» **LESETEXT**
Kann man sich heute noch beruhigt Geld leihen, wenn man gar nicht weiß, wohin die Zinsen sich entwickeln?

Harald Preckel:
In der Tat, wohin sich die Zinsen entwickeln, bleibt schwer prognostizierbar. Im Hinblick auf die Inflation und die erfolgten und angekündigten Reaktionen der EZB (Europäischen Zentralbank), diese zu drücken, werden wir wohl auf nicht absehbare Zeit mit weiter steigenden Zinsen rechnen müssen. Wenngleich nicht in dem Maße wie im Jahr 2022, als die Zinsen innerhalb weniger Monate nach oben gesprungen sind. Die Anstiege werden voraussichtlich moderat, aber stetig sein. Wichtig: Bei einer Baufinanzierung liegen die Zinsen für zehn Jahre fest aktuell noch um die vier Prozent, also immer noch günstigin langfristiger Betrachtung. Die Zeiten einer ,,0" vor dem Komma scheinen aber vorbei. Zum Jahresende ist auch eine „,5" vor dem Komma vorstellbar. Wer sich heute Geld leiht, hat den Zinssatz zunächst für eine Weile fest. Je nach Kreditform unterschiedlich lang. Zwar sind längere Zinsbindungen wie 15 oder 20 Jahre im Zins etwas höher, geben aber deutlich mehr Sicherheit vor dann steigenden Zinsen. Hier sollten auf jeden Fall immer verschiedene Konzepte gegenübergestellt und die Chancen und Risiken abgewogen werden.

Die Zinsen für Kredite steigen. Sind Immobilien damit keine sinnvollen Geldanlagen mehr? 

Preckel:
Immobilien haben sich immer durch den Faktor Sicherheit ausgezeichnet, damit nie durch hohe Renditen. Wer in Betongold investiert, hat - bei angemessenem Kaufpreis, guter Lage und entsprechender Objektqualität – einen sicheren und sicher auch zukünftig nachgefragten Vermögenswert. Der Bedarf, gerade nach Wohnimmobilien, ist weiter ungemein hoch. Es wird weiter zu wenig gebaut, damit die Angebotslücke geschlossen wird. Das hält die Preise hoch, wie auch die zurzeit herrschenden hohen Baukosten aufgrund der Lieferengpässe. Und eine Entspannung ist aufgrund Baulandmangel, hohen Bauauflagen etc. nicht in Sicht. Wer also eine langfristige und sichere Anlage sucht, kann meines Erachtens weiter mit Immobilien, auch als Beimischung zu anderen Vermögenswerten, sinnvoll Vermögen halten bzw. aufbauen. Die Zeiten, in denen alles zu jedem Preis gekauft wurde, sind vorbei.

» **LISTE DER ZEILEN**
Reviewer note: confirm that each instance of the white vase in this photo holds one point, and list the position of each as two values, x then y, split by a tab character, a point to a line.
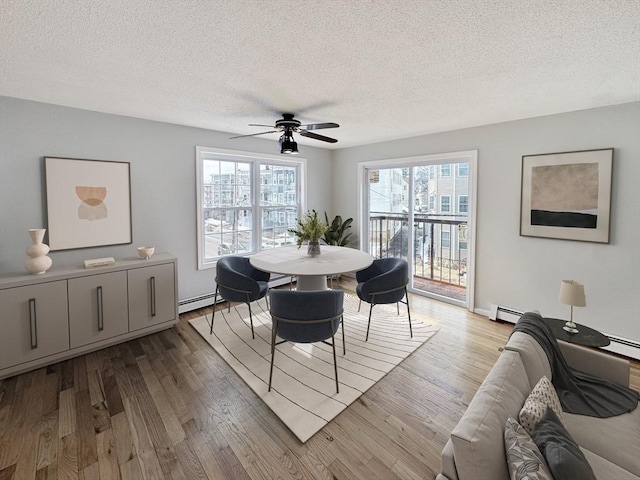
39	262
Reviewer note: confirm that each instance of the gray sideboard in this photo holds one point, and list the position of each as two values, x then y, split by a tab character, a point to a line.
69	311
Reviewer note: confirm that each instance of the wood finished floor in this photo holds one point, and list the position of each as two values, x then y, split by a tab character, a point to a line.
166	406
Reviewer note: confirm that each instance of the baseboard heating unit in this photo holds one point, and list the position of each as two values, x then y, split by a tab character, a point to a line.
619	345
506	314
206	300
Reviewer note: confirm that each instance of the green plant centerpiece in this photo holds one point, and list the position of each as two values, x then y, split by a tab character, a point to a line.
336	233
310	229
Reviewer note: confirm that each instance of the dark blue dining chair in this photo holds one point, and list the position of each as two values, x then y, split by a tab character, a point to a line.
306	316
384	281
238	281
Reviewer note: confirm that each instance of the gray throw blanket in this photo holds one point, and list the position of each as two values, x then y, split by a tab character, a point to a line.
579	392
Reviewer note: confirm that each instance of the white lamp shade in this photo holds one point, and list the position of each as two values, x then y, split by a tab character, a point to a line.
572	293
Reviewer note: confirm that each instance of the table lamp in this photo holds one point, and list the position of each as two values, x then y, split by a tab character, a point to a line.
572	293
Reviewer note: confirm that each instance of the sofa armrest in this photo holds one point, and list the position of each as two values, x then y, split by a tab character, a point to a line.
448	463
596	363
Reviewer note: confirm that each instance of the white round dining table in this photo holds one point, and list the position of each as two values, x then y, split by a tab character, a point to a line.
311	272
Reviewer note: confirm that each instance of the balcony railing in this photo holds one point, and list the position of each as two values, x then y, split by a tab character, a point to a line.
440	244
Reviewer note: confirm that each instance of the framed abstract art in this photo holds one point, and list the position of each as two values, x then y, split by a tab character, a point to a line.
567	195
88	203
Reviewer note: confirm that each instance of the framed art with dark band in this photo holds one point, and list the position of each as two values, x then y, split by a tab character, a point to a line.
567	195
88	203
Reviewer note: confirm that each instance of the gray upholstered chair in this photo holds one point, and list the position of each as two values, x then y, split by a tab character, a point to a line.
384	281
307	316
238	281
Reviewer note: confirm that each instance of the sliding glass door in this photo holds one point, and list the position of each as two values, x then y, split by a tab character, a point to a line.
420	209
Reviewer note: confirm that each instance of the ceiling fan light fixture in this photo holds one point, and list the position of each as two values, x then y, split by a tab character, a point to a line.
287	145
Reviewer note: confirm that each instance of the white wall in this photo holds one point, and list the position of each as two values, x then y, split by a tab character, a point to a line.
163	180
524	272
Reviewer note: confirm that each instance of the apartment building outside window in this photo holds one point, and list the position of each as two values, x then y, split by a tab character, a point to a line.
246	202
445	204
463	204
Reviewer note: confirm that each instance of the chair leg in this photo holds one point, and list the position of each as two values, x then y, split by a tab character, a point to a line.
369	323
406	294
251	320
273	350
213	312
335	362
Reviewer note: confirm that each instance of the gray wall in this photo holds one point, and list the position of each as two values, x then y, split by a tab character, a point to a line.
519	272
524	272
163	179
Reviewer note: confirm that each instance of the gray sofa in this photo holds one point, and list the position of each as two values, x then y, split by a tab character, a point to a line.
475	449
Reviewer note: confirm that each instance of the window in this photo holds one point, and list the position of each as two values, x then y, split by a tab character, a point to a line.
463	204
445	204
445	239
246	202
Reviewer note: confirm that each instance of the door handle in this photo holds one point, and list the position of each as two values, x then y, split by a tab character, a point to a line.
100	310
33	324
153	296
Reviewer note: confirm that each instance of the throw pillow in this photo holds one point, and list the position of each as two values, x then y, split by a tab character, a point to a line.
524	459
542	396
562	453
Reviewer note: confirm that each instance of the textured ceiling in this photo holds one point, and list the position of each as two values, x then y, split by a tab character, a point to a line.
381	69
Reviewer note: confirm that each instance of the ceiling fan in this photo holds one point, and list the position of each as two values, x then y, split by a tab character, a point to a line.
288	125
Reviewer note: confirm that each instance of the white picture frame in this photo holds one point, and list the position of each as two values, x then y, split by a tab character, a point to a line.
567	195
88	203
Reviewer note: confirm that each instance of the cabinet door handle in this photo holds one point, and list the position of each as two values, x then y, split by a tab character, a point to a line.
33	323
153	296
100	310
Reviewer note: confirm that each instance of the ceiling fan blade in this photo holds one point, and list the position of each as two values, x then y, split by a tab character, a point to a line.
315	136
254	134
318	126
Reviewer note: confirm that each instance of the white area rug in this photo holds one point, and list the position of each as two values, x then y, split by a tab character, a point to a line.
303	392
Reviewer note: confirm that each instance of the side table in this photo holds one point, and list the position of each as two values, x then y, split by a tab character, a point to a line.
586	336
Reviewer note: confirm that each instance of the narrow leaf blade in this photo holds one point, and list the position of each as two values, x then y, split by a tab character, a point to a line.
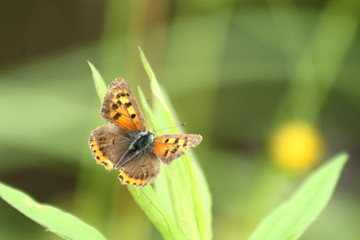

» **AUFGABENSTELLUNG**
Wie hoch sind laut dem Interview über Zinsen und Immobilien die Zinsen bei einer Baufinanzierung, die für zehn Jahre fest ist, derzeit?

» **LÖSUNG**
Sie liegen aktuell noch um die vier Prozent.